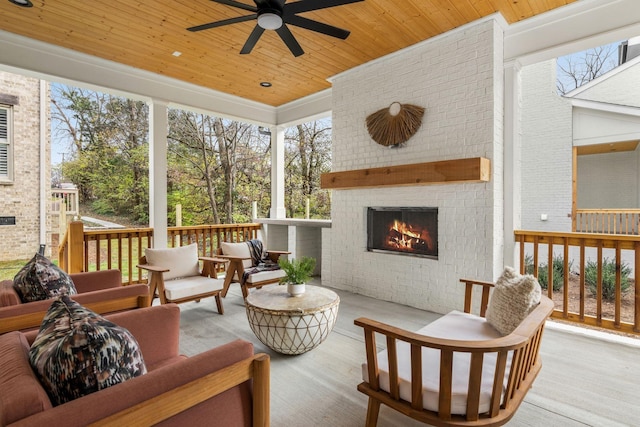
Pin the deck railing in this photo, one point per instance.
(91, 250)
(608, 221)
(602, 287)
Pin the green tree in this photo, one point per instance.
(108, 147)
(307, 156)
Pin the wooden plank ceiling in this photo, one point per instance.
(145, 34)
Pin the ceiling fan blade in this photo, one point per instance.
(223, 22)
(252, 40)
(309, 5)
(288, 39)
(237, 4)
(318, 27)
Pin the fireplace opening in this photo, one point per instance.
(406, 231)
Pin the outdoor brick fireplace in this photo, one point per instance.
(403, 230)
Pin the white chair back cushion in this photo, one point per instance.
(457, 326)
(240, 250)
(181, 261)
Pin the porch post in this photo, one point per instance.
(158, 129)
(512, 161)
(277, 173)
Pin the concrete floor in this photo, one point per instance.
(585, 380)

◇ ◇ ◇ ◇ ◇ ◇ ◇

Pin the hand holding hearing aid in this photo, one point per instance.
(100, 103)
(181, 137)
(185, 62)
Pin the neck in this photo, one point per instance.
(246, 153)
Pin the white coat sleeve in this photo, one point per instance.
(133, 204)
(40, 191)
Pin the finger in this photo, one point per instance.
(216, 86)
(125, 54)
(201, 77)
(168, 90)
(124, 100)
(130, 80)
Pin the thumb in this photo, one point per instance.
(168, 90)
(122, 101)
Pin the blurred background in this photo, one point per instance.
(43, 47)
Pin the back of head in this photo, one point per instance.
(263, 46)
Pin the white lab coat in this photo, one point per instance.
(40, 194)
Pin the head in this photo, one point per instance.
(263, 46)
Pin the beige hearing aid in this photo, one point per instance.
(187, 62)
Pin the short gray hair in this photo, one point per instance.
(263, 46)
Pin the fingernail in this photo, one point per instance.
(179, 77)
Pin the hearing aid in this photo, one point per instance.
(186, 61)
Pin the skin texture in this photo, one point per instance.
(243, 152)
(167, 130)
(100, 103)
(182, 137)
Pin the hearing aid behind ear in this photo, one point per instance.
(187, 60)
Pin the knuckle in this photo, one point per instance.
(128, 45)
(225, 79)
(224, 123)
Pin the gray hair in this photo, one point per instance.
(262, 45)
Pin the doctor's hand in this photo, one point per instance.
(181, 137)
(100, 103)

◇ ◇ ◇ ◇ ◇ ◇ ◇

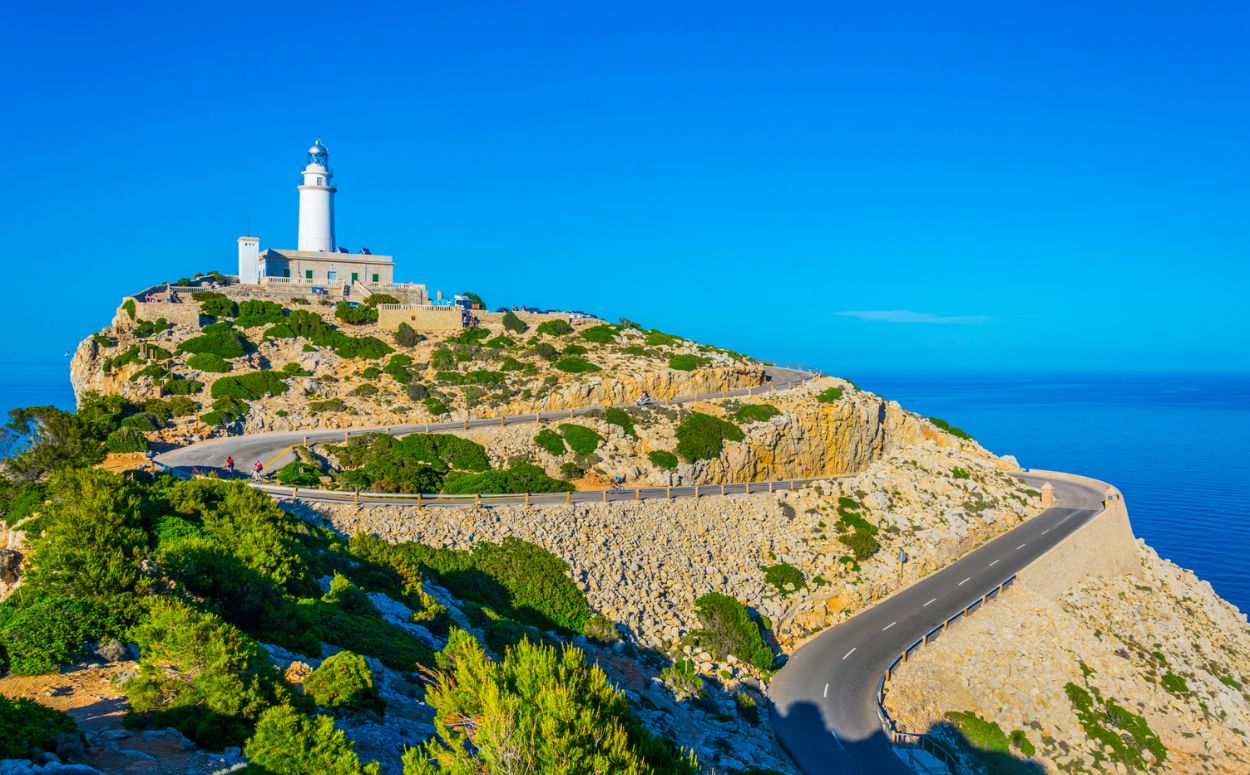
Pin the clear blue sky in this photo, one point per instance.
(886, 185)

◇ ◇ ◇ ◇ ◇ ◇ ◇

EXERCISE:
Count the lines of the records above that contain the string "white", where uppercase and lowercase letters are treated as different. Give only the number.

COMPLETED TASK:
3